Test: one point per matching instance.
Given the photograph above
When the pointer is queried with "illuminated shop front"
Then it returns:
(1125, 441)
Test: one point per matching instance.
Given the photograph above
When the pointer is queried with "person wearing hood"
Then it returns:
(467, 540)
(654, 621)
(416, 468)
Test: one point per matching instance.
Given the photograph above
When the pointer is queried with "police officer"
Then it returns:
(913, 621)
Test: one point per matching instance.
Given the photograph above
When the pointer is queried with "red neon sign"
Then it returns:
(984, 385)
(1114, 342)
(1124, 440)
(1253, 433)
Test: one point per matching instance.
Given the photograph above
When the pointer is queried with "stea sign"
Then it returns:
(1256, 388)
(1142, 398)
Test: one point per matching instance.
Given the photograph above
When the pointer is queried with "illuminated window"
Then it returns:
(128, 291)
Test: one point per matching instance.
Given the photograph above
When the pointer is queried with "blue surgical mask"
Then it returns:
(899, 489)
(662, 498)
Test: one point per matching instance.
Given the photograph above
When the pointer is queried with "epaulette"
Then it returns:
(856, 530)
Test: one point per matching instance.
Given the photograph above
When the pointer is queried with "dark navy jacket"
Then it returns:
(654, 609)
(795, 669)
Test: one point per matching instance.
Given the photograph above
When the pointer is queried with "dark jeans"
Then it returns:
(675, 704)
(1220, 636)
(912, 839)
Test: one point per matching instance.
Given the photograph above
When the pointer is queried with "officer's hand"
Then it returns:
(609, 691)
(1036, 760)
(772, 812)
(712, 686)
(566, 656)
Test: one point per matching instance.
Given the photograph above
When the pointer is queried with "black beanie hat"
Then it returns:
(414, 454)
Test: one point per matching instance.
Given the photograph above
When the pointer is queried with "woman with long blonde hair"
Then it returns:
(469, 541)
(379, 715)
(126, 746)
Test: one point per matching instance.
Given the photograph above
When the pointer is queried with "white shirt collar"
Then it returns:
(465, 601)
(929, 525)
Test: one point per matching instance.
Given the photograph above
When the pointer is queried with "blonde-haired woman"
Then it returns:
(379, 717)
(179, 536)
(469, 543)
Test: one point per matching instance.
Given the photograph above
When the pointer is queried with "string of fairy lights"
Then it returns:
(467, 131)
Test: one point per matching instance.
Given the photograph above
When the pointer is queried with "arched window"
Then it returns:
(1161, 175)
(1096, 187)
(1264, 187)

_WHAT YOU ARE ASKED TO DO:_
Rewrite the listing above, changing every "pointer" to "locator" and leaving everything else as it is.

_ANSWER BELOW:_
Test: one point per matching instance.
Given the photograph above
When the locator is queried with "illuminated shop front"
Then it returns:
(1125, 441)
Test: one point per matching instance.
Given the photograph above
When the locator is queried with "person wearing hood"
Then it returns:
(467, 540)
(654, 621)
(416, 468)
Test: one point per matching instance.
Given the photograph above
When the locator is queried with "police officer"
Then it returns:
(913, 621)
Test: one point per matching instance.
Given the photograph above
When the locator is queried with "red neon sign"
Then it returns:
(984, 385)
(1114, 342)
(1124, 440)
(1253, 433)
Test: one point per matching instance.
Given the photograph above
When the locator is queried with "stea sign"
Then it returns:
(1256, 388)
(1142, 398)
Test: one point per matching instance.
Given the photograph above
When the locator is queried with "illuminated window"
Then it returns:
(128, 291)
Test: one point per matching instance.
Given the photograph above
When the locator is queried with "blue surgical mask"
Then it returns:
(899, 489)
(662, 498)
Test: one point per matching instance.
Given the photograph above
When the locator is queried with "epaulette"
Then it returns:
(856, 530)
Test: one point per matching instance.
Given the photograph above
When the locator is queried with "dark navy jacket"
Then it returns:
(654, 609)
(795, 669)
Test: one point per matching instance.
Given the photograph above
When the locator is queried with "dark jeans"
Then it returns:
(675, 704)
(1220, 636)
(912, 839)
Test: one point per matching instance.
Given the photograph above
When the locator is queried with "officer's hand"
Then it returns:
(609, 691)
(1036, 760)
(772, 812)
(712, 686)
(566, 656)
Test: one point per matching instance.
Given the photograph above
When the locator is queried with "black beanie hat"
Then it returns:
(414, 454)
Test: one point per matching instance.
Given the photograph above
When the locator is queried with "woman with long blonde hair"
Then it returns:
(469, 541)
(379, 715)
(126, 746)
Test: one point per matching instance.
Given the photograph above
When the locator is queried with "white shirt collar"
Then it returns:
(465, 601)
(929, 525)
Test: one point per matching instance.
Given the photograph above
When the locator is queried with "blonde-haired woman"
Then it returns:
(379, 717)
(179, 536)
(469, 543)
Test: one point per matching instance.
Given the photograph above
When the locator is queried with "string of fairy lights"
Then it returns:
(467, 131)
Test: one point per matching instance.
Given the photograph above
When the locator is queried with "arched window"
Then it returns:
(1161, 175)
(1096, 187)
(1264, 187)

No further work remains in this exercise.